GIVEN INSTRUCTION 1: From the dataset rows below, print verbatim the rows between the line holding "of the shrub" and the line holding "point(45, 406)", inclusive.

-------- SOURCE PASSAGE

[KS] Vancouver Lectures & Readings/Screenings by WKL, Oct. 1-8
Walter K. Lew
Lew at humnet.ucla.edu
Mon Sep 29 22:09:05 EDT 2003
To those of you in the Vancouver area (or who know people there):
I'm giving a series of three lectures at the U. of British Columbia
on Korean American and Korean literature and film, followed by two
readings/screenings at the Kootenay School of Writing and Simon
Fraser University. The readings will be mainly from TREADWINDS: Poems
and Intermedia Texts (Wesleyan U. Press), which is a finalist for
this year's PEN Center USA poetry award and co-winner of the annual
literary award of the Asian American Writers' Workshop. Please come
up afterwards and say hello. I'll be glad to sign and stamp copies of
my books w my red-inked seal! / Walter
I. At the U. of British Columbia:
--WEDNESDAY, October 1
Talk on Yi Sang (1910-1937), his relations to both previous Japanese
literary modernists and subsequent Korean experimental film and
fiction.
Time: 4 p.m.
Site at UBC: Large seminar room, main floor of the C. K. Choi
Building (Institute of Asian Research), near Gate Four and the Museum
of Anthropology, and adjacent to the Asian Centre.

----------------

GIVEN INSTRUCTION 2: Output the entire lecture announcement above verbatim.

-------- DATA SHOWN

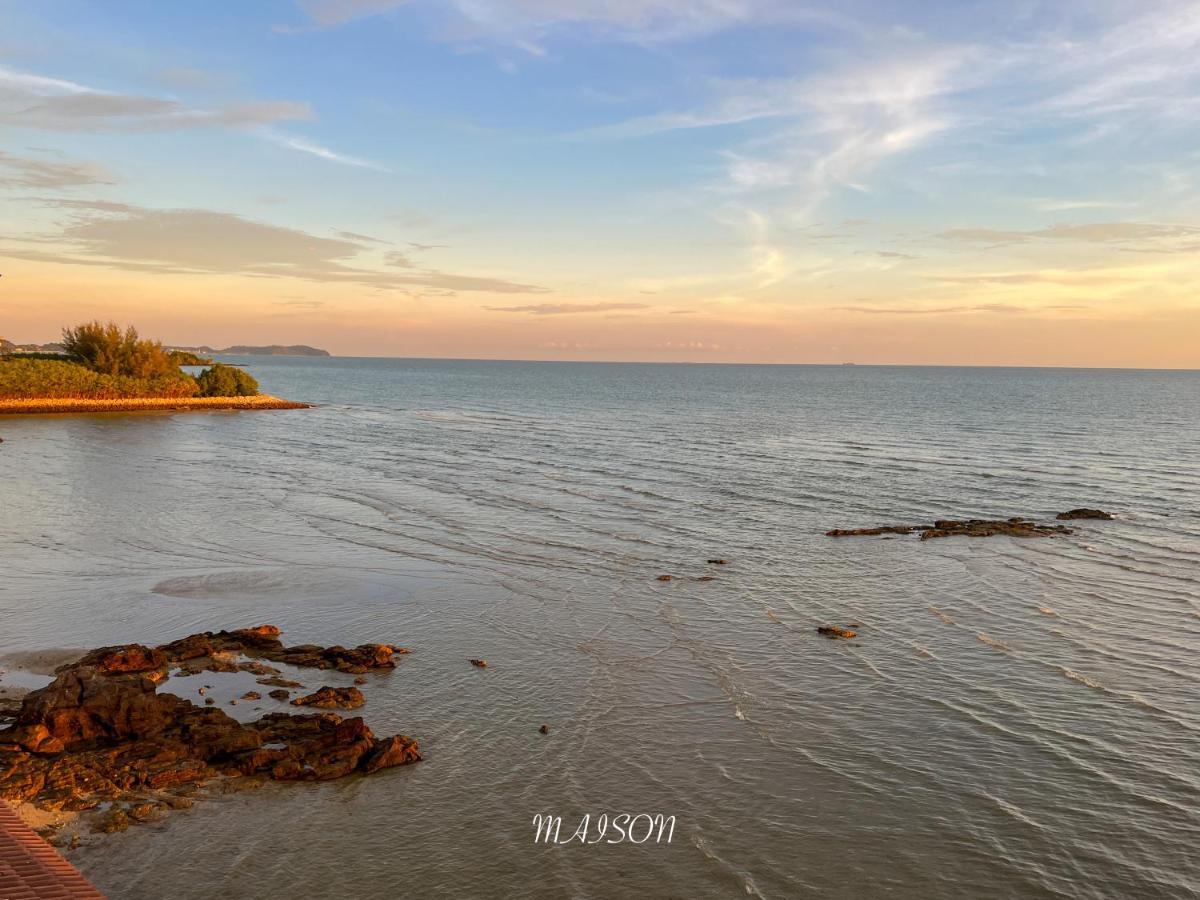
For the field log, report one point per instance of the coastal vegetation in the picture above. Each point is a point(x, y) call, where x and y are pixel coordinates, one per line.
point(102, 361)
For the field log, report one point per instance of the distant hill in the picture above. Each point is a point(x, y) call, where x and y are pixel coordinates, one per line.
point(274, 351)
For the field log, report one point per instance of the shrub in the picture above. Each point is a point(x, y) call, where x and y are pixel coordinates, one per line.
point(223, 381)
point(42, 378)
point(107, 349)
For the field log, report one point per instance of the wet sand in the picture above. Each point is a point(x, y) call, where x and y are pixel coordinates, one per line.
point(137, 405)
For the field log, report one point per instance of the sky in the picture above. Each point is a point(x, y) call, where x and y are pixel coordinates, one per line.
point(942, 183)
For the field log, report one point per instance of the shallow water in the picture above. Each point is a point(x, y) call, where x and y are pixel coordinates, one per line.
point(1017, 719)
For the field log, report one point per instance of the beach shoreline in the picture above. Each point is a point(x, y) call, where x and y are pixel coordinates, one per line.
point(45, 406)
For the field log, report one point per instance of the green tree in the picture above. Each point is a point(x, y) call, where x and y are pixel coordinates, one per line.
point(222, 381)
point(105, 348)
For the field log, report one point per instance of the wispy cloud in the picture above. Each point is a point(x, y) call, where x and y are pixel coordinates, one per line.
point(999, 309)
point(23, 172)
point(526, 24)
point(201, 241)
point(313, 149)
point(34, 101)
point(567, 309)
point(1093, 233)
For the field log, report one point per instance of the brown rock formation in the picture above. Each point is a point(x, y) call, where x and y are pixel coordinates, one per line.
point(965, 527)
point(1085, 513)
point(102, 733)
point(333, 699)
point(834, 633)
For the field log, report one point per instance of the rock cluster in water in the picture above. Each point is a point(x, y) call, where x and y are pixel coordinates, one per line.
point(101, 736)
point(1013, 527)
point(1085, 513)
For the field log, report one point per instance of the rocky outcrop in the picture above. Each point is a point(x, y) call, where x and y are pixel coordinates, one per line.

----------------

TASK RESULT 1:
For the field log, report one point per instance of the shrub in the picture above. Each point is a point(x, y) call, where x and y are pixel coordinates, one per line.
point(223, 381)
point(42, 378)
point(107, 349)
For the field log, report one point per instance of the wet sand in the picture above. Each point is a point(x, y) call, where x and y are pixel coordinates, one per line.
point(137, 405)
For the field log, report one point per instance of the sky in the picture above. Each point is a point(x, y) call, where x and y are pixel coordinates, one per line.
point(942, 183)
For the field log, report one point per instance of the shallow water in the picture above. Each point is a point(x, y) call, where x and y are pixel coordinates, one per line.
point(1017, 719)
For the field log, report one point per instance of the beach shoreline in the picture above. Each point is a point(x, y) call, where x and y are pixel coordinates, one per line.
point(45, 406)

TASK RESULT 2:
[KS] Vancouver Lectures & Readings/Screenings by WKL, Oct. 1-8
Walter K. Lew
Lew at humnet.ucla.edu
Mon Sep 29 22:09:05 EDT 2003
To those of you in the Vancouver area (or who know people there):
I'm giving a series of three lectures at the U. of British Columbia
on Korean American and Korean literature and film, followed by two
readings/screenings at the Kootenay School of Writing and Simon
Fraser University. The readings will be mainly from TREADWINDS: Poems
and Intermedia Texts (Wesleyan U. Press), which is a finalist for
this year's PEN Center USA poetry award and co-winner of the annual
literary award of the Asian American Writers' Workshop. Please come
up afterwards and say hello. I'll be glad to sign and stamp copies of
my books w my red-inked seal! / Walter
I. At the U. of British Columbia:
--WEDNESDAY, October 1
Talk on Yi Sang (1910-1937), his relations to both previous Japanese
literary modernists and subsequent Korean experimental film and
fiction.
Time: 4 p.m.
Site at UBC: Large seminar room, main floor of the C. K. Choi
Building (Institute of Asian Research), near Gate Four and the Museum
of Anthropology, and adjacent to the Asian Centre.